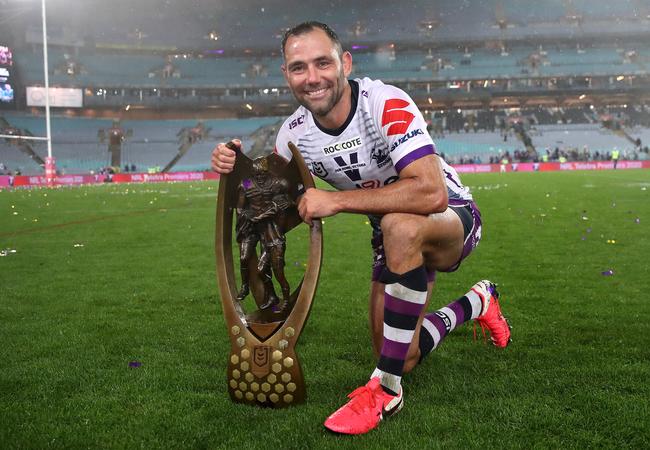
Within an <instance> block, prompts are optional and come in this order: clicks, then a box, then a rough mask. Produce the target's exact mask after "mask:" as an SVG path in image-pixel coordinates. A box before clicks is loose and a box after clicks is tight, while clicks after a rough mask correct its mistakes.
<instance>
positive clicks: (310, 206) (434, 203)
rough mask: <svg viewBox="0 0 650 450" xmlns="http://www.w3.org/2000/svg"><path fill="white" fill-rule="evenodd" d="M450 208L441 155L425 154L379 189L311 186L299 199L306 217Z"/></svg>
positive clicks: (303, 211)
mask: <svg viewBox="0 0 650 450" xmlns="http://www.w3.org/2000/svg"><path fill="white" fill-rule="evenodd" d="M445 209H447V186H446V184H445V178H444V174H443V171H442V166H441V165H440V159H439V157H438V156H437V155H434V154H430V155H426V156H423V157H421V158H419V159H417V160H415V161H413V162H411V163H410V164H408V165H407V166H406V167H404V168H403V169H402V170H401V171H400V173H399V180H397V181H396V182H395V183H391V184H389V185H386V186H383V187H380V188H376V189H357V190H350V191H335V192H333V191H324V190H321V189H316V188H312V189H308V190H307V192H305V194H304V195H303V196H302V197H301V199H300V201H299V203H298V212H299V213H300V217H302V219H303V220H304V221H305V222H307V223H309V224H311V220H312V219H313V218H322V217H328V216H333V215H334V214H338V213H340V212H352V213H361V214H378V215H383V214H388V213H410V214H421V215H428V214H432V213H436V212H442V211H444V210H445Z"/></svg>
* * *
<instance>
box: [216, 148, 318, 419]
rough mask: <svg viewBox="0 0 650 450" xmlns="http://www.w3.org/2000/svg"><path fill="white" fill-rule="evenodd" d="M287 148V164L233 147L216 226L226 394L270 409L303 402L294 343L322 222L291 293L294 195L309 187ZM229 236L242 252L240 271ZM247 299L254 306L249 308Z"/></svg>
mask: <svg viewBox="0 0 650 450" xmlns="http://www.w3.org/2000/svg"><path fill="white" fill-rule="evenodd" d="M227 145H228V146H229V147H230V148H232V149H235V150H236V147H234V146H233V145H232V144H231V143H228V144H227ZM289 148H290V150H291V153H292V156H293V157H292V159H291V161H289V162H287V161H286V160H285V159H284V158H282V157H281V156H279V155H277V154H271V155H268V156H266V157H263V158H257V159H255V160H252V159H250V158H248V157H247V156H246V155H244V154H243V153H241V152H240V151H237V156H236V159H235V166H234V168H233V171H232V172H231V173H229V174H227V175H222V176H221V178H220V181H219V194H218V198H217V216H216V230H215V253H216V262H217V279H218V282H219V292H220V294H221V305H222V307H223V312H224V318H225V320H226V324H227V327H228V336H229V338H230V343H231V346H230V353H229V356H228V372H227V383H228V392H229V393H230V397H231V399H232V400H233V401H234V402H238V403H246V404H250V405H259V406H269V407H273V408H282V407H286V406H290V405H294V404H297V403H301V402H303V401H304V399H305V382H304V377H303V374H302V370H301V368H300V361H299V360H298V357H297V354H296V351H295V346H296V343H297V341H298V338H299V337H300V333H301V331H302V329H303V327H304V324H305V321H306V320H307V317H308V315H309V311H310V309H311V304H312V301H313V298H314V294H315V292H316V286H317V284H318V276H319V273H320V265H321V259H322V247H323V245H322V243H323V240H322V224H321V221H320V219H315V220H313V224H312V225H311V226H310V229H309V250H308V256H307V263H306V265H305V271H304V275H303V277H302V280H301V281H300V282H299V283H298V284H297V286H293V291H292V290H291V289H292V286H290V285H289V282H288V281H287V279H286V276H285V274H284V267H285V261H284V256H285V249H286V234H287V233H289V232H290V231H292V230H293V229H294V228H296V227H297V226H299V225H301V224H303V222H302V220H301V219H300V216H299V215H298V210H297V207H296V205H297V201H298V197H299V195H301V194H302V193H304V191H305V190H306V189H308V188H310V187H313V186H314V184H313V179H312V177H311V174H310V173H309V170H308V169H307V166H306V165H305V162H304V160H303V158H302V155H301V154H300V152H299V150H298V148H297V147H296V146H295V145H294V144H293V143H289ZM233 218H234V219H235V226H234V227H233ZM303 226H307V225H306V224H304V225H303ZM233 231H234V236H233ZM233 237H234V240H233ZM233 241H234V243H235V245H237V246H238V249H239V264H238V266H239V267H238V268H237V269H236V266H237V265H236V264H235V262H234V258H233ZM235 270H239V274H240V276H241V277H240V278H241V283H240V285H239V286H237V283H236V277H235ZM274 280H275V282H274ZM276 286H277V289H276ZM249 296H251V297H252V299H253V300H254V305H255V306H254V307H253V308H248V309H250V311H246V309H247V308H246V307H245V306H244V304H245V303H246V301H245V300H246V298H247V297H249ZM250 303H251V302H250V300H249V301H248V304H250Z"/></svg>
==
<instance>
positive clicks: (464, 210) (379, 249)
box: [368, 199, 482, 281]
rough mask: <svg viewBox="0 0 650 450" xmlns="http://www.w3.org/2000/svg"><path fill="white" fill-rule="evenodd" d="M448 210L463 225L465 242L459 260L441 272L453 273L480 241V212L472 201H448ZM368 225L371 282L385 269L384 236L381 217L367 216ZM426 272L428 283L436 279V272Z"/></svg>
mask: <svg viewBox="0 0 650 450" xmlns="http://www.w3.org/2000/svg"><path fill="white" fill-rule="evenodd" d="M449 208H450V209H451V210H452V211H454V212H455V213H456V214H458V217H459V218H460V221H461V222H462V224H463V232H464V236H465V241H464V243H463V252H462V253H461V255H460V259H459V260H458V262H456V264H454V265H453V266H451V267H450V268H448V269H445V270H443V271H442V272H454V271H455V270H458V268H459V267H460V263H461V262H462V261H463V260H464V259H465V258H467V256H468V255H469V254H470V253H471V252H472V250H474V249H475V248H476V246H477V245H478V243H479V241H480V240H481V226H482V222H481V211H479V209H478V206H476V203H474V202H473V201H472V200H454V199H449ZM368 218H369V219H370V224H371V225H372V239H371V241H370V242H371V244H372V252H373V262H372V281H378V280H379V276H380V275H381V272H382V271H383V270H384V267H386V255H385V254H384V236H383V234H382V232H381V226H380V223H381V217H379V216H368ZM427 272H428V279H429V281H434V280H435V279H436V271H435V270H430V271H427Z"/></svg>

→ WHAT YOU WILL DO: Return only the stretch of the material above from the line holding "Within an <instance>" through the line holding "208L441 155L425 154L379", copied exactly.

→ COMPLETED TASK:
Within an <instance> block, prompts are optional and come in this order: clicks, then a box, then a rough mask. Produce the target's exact mask after "mask:" as an SVG path in image-pixel coordinates. A box before clicks is loose and a box after clicks is tight, while clicks after a rough mask correct its mistakes.
<instance>
positive clicks: (310, 206) (434, 203)
rough mask: <svg viewBox="0 0 650 450" xmlns="http://www.w3.org/2000/svg"><path fill="white" fill-rule="evenodd" d="M450 208L441 155L425 154L379 189L311 186L299 199L306 217Z"/></svg>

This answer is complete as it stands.